**EXTRACT TO READ**.
———

Computationally designing antibodies using a known binding motif

This blogpost is be about the “Computational design of an epitope-specific Keap1 binding antibody using hotspot residues grafting and CDR loop swapping” by Liu et. al. that I presented at group meeting in May.

Antibody design is a subject that I am closely interested in, especially methods that have an important computational step. So far the go-to methods for designing an antibody used by industry are animal model immunisation and/or phage display, with little or no use of computational methods. In the past few years, however, a few computational methods for rational design of antibodies have been making a showing. Firstly, there are the ones where a structure of the docked antibody-antigen already exists, and the antibody is further refined computationally to increase binding affinity. Then there are the ones where the paratope of the antibody is proposed by the designer against a specific target. The paper I am summarizing here by Liu et. al follows the latter idea in a neat way.

Liu et. al. show that if a specific motif is important for binding a certain target, i.e. there is a crystal structure which shows that the motif is buried in the target and/or you predict that its residues are important for binding, it is worthwhile trying to graft that that motif in the CDR area of antibody (the one which is responsible for antibody specificity and affinity). Grafting of entire CDR loops has been long used for antibody humanisation, with many examples where CDR loops maintaining conformation and binding specificity when being transferred from a non-human scaffold to a human scaffold. This is somewhat  aided by the fact that the starting and end points of the area being grafted is stable (i.e. the anchors are  conformationally the same in all the antibody structures that we observe), which is not the case in Liu et al where they graft a four residue motif. The cool thing they do which makes it more probable for the motif to maintain conformation is identify an antibody which has in one of its CDR loops a fragment with the same backbone conformation with the motif they are trying to graft.  They then just replace the residue types to the ones that are known to bind the target. For the Nrf2 motifs (that binds Keap1) they managed to create 5 potential designs. These were further expanded, using rational point mutations on the rest of the antibody in order to increase possibility of binding, to 10. Out of the 10 two showed binding.

———

**EXERCISE REQUIREMENTS**.
**1.** Repeat word for word the part of the antibody design blog post from "Antibody design is" up to and including "a neat way.".
**2.** Continue the blog post on computationally designing antibodies from the point where it ends.
The listing that follows is separate from the blog post on antibody design.

Region descriptions in natural language

———

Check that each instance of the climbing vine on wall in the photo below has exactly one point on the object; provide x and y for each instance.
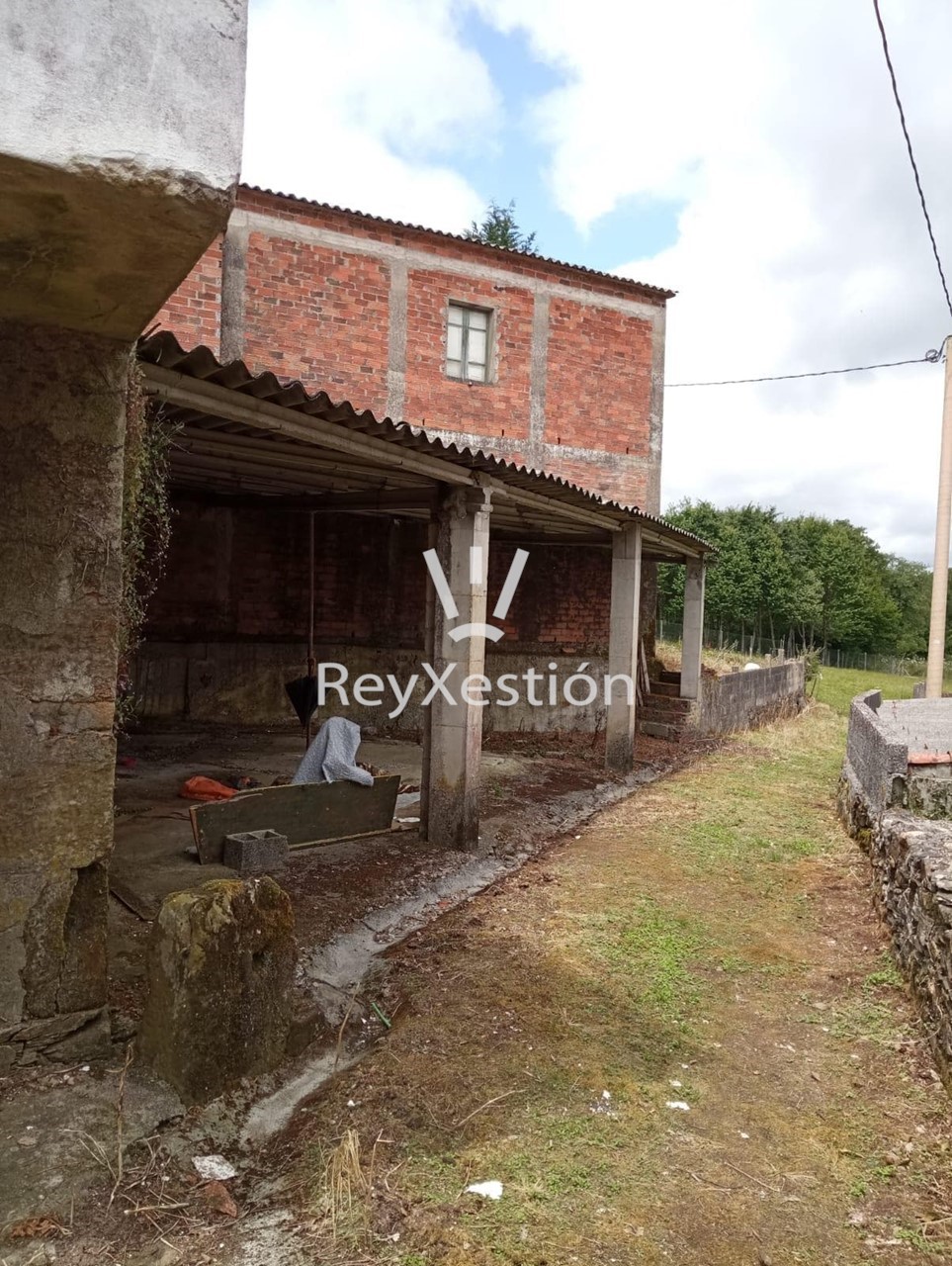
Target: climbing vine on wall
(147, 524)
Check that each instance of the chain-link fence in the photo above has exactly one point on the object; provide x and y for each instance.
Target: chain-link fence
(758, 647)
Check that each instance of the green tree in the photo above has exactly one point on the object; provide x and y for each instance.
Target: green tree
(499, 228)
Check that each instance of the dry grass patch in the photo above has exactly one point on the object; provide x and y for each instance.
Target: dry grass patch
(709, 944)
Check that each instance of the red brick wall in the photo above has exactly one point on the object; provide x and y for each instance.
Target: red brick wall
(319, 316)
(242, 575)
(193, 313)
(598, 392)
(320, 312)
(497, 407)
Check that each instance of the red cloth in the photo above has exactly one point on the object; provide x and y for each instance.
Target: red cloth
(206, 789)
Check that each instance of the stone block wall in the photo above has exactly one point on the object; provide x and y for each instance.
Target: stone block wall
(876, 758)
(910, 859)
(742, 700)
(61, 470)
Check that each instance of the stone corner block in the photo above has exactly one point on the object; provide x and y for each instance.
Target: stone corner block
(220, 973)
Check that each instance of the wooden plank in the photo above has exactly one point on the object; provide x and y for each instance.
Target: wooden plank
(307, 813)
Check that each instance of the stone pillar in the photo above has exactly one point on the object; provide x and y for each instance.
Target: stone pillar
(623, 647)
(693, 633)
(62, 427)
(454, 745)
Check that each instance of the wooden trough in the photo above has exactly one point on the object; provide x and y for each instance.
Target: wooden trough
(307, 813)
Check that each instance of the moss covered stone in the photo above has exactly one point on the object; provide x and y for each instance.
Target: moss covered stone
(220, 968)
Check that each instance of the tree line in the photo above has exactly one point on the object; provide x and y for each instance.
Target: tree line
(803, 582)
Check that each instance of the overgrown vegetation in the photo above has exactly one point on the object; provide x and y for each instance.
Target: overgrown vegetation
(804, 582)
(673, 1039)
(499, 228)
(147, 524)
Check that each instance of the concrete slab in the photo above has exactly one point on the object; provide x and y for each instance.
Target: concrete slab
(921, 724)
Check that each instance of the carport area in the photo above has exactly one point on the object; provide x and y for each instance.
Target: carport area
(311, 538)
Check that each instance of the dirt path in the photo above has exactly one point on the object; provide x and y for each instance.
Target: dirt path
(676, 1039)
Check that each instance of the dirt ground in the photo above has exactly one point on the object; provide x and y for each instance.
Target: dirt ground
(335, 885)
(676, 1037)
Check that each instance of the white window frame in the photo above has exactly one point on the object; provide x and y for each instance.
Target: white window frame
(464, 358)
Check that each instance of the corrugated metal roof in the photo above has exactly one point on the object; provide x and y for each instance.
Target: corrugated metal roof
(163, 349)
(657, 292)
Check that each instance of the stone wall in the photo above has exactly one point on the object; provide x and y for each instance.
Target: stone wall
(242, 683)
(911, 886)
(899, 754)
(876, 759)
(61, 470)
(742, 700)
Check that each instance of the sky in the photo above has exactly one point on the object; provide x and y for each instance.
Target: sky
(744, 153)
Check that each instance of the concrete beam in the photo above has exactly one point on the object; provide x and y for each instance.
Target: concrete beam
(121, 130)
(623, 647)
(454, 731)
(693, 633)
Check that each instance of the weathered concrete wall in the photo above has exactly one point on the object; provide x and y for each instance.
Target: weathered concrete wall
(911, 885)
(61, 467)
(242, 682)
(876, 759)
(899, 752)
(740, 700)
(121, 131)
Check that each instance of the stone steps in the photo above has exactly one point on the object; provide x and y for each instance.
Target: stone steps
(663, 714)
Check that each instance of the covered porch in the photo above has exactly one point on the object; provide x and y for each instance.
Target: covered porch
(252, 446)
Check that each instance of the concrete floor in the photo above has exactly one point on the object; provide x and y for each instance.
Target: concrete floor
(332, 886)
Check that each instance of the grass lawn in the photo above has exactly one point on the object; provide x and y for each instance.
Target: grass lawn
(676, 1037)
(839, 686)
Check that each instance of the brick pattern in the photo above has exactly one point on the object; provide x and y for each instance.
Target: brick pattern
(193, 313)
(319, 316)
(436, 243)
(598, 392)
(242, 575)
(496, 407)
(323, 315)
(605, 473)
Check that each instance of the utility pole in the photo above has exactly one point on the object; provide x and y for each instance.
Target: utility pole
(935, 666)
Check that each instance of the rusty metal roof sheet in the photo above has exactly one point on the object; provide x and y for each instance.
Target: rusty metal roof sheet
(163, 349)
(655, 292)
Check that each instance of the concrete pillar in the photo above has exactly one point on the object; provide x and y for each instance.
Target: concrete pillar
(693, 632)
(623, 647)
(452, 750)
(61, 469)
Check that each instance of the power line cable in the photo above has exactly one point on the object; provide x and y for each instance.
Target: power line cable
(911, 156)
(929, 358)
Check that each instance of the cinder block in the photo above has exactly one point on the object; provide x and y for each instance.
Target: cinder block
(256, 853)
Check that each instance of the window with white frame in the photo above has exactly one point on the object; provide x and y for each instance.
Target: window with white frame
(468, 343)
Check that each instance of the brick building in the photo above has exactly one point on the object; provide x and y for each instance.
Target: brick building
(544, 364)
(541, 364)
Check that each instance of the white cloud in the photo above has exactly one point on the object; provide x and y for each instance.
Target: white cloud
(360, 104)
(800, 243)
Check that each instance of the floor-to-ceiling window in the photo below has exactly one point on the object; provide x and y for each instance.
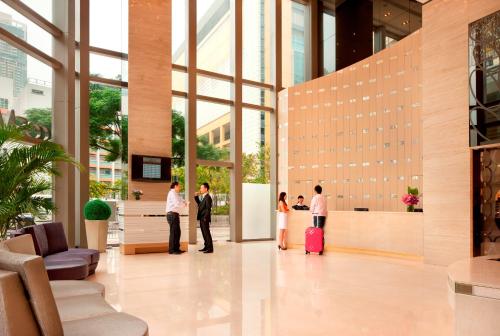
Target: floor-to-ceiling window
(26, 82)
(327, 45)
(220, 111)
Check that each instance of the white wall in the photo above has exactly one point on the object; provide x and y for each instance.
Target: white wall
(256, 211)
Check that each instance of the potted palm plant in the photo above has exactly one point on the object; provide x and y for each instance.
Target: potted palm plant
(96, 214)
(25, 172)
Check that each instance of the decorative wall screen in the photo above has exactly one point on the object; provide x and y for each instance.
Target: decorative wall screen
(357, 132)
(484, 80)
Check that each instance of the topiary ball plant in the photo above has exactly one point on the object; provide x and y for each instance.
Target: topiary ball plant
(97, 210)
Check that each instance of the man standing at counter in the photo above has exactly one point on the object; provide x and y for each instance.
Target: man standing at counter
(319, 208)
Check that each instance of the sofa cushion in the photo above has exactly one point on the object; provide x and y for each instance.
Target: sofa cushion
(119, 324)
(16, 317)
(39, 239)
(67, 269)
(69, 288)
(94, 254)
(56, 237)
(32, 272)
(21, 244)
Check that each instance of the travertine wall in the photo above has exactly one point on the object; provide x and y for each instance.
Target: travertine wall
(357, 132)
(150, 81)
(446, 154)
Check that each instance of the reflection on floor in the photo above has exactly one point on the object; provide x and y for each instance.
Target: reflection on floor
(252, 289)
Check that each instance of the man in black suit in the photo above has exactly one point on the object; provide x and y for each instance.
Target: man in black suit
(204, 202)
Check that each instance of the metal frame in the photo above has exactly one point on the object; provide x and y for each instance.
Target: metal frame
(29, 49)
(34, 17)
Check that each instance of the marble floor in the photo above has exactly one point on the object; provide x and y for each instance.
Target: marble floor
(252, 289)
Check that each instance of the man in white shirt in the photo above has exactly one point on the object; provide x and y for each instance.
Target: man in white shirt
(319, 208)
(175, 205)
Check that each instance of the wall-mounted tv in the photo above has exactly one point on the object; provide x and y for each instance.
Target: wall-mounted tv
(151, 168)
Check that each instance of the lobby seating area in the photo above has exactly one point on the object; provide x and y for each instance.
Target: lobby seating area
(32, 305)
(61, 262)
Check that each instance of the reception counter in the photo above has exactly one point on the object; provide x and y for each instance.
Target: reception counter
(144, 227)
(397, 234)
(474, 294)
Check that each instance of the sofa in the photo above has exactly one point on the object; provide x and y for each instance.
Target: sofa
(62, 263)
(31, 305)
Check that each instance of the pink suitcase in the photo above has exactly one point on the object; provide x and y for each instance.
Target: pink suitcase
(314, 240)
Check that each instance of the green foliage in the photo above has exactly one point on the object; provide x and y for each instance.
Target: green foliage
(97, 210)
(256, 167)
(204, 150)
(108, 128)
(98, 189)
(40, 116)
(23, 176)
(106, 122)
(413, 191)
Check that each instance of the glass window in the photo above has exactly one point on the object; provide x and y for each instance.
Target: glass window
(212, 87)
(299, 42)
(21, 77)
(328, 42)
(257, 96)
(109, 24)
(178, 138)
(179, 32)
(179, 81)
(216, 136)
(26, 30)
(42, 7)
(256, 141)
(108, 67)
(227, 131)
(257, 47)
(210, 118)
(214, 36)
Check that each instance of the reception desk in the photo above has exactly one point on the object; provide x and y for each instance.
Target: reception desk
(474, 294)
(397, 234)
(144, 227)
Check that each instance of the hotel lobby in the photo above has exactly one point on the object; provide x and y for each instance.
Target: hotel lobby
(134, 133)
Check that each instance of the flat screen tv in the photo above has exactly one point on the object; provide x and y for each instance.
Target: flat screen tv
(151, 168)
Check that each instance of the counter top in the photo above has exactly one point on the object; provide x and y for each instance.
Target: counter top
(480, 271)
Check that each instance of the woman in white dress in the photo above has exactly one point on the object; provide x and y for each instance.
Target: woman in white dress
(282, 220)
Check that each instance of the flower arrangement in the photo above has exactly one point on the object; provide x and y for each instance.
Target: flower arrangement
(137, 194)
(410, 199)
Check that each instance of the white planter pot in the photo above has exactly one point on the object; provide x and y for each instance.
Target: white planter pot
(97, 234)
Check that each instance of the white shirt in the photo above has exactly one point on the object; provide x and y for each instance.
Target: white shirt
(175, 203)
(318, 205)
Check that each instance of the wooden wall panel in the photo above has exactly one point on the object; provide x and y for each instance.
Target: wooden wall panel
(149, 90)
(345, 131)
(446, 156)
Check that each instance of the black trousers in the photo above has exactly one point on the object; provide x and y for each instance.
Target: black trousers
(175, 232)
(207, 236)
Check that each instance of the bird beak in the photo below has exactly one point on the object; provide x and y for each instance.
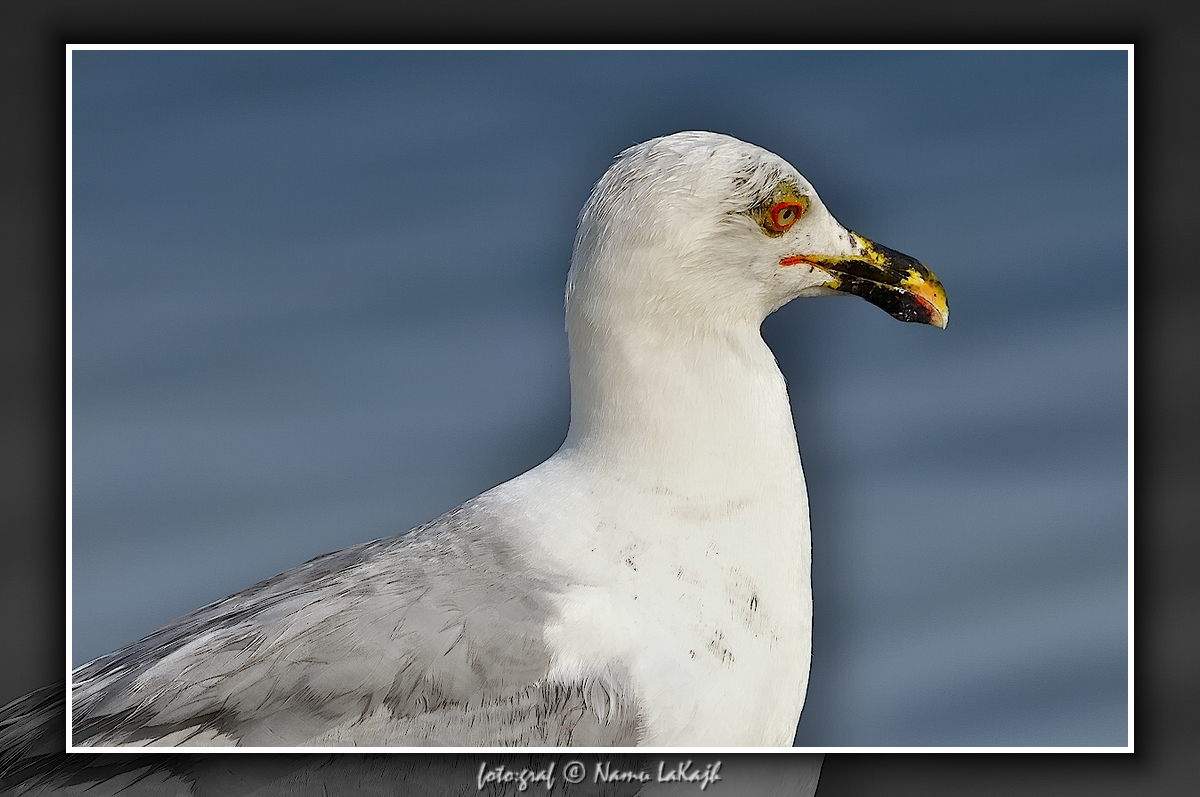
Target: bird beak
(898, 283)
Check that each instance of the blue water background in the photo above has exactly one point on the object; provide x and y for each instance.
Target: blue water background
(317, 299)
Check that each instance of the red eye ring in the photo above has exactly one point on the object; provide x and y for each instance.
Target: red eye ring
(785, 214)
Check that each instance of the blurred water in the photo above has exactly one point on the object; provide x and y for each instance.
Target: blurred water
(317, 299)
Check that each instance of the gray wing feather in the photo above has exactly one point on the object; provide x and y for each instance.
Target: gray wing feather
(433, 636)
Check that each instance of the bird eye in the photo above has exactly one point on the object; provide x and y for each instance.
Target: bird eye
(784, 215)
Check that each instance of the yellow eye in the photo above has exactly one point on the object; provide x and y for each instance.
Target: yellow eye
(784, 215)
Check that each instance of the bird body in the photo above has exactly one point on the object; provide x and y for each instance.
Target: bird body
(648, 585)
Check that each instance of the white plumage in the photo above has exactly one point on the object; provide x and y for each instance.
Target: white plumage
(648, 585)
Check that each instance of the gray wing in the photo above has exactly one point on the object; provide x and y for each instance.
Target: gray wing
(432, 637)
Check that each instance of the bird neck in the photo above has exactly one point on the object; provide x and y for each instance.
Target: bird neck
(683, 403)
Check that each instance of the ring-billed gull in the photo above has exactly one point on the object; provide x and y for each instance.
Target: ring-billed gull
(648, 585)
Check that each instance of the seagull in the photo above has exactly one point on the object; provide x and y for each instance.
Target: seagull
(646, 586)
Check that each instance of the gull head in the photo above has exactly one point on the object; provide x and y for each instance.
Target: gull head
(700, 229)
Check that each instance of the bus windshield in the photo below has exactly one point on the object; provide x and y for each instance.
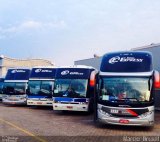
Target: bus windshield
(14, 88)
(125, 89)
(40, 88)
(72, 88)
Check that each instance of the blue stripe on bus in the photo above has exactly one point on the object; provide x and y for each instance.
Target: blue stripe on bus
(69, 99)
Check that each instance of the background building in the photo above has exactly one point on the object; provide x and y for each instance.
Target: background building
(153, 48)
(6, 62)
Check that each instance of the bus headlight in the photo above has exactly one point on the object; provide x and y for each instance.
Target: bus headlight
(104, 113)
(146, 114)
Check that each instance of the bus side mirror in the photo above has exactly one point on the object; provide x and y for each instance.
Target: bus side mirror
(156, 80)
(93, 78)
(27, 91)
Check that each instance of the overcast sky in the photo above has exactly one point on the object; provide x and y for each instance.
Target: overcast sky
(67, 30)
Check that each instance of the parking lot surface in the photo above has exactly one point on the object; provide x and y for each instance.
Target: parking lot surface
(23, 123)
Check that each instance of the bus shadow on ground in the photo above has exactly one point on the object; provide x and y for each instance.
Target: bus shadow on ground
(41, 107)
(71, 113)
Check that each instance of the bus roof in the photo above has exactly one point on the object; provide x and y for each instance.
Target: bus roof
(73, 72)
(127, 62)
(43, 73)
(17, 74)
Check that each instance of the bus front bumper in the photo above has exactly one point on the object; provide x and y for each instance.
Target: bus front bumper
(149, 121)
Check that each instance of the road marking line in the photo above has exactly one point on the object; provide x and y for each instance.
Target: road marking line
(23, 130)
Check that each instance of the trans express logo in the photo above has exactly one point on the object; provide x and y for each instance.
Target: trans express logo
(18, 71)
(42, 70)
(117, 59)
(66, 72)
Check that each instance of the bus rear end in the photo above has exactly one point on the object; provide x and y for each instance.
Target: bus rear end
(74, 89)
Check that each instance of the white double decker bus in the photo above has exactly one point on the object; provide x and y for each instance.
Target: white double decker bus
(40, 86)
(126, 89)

———

**RESULTS FOR THE EXERCISE**.
**1.**
Antibody design is a subject that I am closely interested in, especially methods that have an important computational step. So far the go-to methods for designing an antibody used by industry are animal model immunisation and/or phage display, with little or no use of computational methods. In the past few years, however, a few computational methods for rational design of antibodies have been making a showing. Firstly, there are the ones where a structure of the docked antibody-antigen already exists, and the antibody is further refined computationally to increase binding affinity. Then there are the ones where the paratope of the antibody is proposed by the designer against a specific target. The paper I am summarizing here by Liu et. al follows the latter idea in a neat way.

**2.**
One of the potential issues in a real scenario however is the fact that not an entire binding site is copied on antibody, the motif being a subset of the whole, which means the possibility of a low affinity and/or low chances of competing with the original protein (i.e. Nrf2) from which the motif was copied. This actually turned out to be the case, with the initial designs showing low mM affinity. Liu et. al. further worked on improving the initial designs, and they did so by computationally swapping the H3 CDR of the initial designs to a set of other H3 structures that have been seen in other solved antibodies using the Rosetta design protocol. They retained the ones that had a predicted buried SASA of > 2000 A^2, a change in energy of more than 20 REU and a shape complementarity greater than 0.6. These were then tested experimentally with a few of them showing nM affinities, a result which at this time should make you very happy if your entire design phase was done computationally.